• **DIRECTIONS FOR THIS TASK**: All of the data below should come back exactly as written, minus its images.

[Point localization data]
☆ ☆ ☆ ☆ ☆ ☆ ☆
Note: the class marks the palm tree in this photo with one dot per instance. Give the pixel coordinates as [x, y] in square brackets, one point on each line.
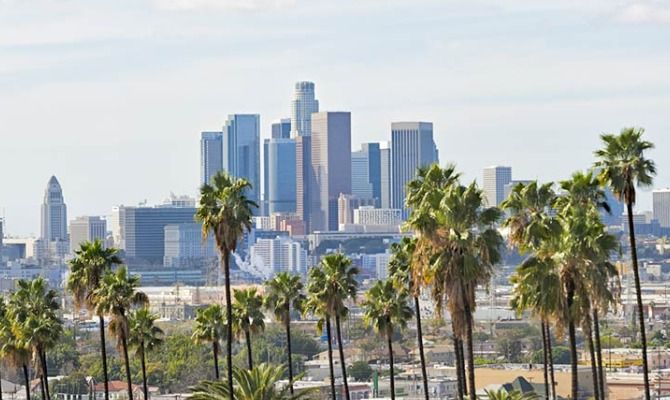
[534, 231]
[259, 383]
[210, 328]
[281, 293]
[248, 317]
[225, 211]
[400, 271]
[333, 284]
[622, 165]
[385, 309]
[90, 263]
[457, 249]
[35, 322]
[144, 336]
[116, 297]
☆ ☆ ☆ ☆ ☆ ☆ ☆
• **REPLY**:
Note: the class marks the palm tree in this photo with one dot per instance. Give the pixel coordinates as [x, y] in square brackets, one point on each line.
[534, 231]
[259, 383]
[210, 328]
[281, 293]
[248, 317]
[225, 211]
[400, 271]
[333, 284]
[622, 165]
[385, 309]
[90, 263]
[457, 249]
[35, 322]
[144, 336]
[116, 297]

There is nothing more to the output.